#### Directions:
Identify every line in the listing below that contains the word "girl", and copy each such line in full. Case matters.

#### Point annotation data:
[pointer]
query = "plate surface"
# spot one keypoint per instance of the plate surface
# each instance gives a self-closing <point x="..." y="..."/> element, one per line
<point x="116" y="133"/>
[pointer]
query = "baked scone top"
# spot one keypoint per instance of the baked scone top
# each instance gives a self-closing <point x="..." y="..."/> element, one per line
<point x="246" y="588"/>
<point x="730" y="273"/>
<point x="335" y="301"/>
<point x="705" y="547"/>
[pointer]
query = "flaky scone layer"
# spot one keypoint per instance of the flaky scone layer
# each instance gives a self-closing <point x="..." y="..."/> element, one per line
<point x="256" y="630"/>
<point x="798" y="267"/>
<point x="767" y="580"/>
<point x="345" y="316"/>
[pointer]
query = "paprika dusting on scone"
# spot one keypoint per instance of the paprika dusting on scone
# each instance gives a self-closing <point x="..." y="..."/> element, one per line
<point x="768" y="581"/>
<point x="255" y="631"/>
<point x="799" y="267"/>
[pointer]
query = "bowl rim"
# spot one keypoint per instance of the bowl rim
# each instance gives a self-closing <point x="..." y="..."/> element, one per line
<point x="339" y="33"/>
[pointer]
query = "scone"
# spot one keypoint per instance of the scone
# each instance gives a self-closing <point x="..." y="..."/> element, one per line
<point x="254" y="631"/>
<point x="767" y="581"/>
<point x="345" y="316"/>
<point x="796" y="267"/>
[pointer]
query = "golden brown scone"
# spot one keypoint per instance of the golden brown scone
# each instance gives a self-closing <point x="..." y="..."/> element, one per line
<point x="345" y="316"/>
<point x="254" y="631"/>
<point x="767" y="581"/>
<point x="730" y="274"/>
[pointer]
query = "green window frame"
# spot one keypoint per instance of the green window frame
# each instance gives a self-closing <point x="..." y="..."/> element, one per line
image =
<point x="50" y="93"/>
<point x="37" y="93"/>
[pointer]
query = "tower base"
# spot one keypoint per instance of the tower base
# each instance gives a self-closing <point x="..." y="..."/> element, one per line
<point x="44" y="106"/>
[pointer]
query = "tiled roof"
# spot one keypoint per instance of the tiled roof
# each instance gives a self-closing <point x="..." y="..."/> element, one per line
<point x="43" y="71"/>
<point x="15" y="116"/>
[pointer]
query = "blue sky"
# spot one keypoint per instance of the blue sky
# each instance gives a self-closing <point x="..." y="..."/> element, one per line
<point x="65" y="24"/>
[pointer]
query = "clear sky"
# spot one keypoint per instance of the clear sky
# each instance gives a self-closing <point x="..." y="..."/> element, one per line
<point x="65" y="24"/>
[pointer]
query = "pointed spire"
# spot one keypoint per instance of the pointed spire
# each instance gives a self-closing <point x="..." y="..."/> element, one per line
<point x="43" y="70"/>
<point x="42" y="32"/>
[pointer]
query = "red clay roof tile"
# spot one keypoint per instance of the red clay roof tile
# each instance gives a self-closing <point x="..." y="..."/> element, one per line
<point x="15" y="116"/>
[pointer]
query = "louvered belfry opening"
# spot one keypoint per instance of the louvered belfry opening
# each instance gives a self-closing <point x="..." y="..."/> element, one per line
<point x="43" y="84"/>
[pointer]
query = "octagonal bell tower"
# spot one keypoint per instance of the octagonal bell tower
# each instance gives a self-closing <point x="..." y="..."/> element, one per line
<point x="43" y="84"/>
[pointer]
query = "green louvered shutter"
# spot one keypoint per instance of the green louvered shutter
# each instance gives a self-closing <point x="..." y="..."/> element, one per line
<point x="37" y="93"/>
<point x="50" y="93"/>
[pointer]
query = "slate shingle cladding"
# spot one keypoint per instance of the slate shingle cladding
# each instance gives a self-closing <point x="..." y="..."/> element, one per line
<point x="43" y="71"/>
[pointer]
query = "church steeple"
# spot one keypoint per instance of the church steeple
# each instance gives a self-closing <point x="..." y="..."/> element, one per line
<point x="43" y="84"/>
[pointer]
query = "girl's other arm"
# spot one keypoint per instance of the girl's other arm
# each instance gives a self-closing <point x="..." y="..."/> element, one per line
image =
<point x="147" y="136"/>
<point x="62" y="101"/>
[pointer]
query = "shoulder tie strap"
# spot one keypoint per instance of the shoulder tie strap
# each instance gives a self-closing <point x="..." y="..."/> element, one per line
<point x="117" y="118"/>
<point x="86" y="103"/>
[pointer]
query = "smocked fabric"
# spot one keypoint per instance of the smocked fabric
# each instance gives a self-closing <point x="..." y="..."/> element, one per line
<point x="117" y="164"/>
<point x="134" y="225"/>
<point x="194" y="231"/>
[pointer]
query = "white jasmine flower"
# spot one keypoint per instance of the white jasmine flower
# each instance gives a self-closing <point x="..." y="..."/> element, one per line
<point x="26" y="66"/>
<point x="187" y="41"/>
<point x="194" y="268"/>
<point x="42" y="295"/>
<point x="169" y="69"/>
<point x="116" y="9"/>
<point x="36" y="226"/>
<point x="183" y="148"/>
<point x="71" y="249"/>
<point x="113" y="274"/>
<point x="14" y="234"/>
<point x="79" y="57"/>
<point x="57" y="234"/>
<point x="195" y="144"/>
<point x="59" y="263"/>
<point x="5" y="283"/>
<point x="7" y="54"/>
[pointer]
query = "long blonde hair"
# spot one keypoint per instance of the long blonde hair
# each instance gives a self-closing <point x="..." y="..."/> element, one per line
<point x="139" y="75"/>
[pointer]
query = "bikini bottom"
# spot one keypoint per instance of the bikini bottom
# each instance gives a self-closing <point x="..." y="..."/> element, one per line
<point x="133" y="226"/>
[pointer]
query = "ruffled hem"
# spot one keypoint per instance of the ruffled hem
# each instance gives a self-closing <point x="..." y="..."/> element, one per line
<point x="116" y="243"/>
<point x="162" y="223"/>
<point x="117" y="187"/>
* * *
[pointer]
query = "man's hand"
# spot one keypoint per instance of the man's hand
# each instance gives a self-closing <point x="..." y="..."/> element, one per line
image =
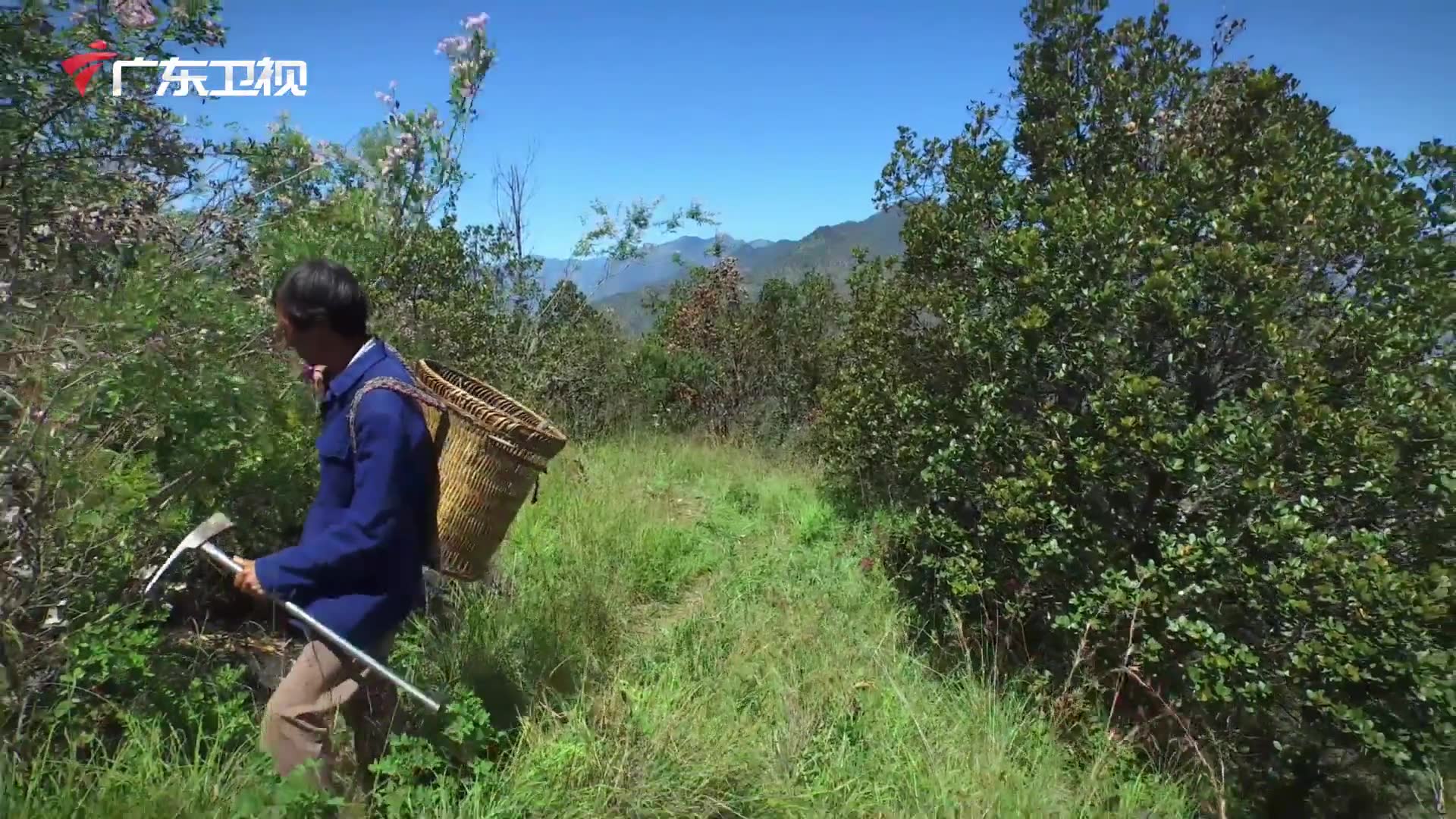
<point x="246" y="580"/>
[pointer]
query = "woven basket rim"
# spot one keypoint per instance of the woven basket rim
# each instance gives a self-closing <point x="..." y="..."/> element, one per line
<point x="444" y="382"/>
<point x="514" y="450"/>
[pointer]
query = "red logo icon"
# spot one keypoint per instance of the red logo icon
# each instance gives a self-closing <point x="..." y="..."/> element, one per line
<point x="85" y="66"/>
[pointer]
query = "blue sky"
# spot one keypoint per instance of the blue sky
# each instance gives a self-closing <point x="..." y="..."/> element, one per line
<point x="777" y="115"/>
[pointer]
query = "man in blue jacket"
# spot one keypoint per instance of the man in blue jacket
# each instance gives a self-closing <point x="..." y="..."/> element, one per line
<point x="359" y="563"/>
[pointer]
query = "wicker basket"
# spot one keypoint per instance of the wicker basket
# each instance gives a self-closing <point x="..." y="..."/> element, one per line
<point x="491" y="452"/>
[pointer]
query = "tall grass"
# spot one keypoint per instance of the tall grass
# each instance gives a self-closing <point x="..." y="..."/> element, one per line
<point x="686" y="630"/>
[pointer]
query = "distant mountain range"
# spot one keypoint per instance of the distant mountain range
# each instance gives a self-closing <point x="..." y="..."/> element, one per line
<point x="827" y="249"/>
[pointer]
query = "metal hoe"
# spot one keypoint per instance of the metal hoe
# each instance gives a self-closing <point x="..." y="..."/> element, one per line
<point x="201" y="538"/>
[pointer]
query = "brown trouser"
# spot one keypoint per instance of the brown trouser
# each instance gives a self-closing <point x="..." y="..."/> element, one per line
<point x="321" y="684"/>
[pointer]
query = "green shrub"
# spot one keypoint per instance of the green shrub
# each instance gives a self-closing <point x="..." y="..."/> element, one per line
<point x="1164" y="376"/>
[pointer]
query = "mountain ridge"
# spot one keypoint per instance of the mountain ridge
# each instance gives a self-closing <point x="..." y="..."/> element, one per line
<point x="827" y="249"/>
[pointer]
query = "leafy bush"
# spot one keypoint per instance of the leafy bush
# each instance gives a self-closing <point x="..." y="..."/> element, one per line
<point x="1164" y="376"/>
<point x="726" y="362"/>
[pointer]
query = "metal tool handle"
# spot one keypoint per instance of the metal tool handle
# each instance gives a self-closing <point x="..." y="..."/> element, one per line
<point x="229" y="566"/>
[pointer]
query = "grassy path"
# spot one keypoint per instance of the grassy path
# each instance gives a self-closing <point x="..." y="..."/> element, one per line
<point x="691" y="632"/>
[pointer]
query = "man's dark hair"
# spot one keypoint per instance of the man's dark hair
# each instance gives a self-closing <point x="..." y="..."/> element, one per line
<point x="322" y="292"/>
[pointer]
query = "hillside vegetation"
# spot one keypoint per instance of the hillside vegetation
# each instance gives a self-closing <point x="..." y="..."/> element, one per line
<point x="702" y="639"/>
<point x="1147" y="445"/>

#### Exercise answer:
query = "girl's other arm"
# spot one keypoint per instance of the girl's other arm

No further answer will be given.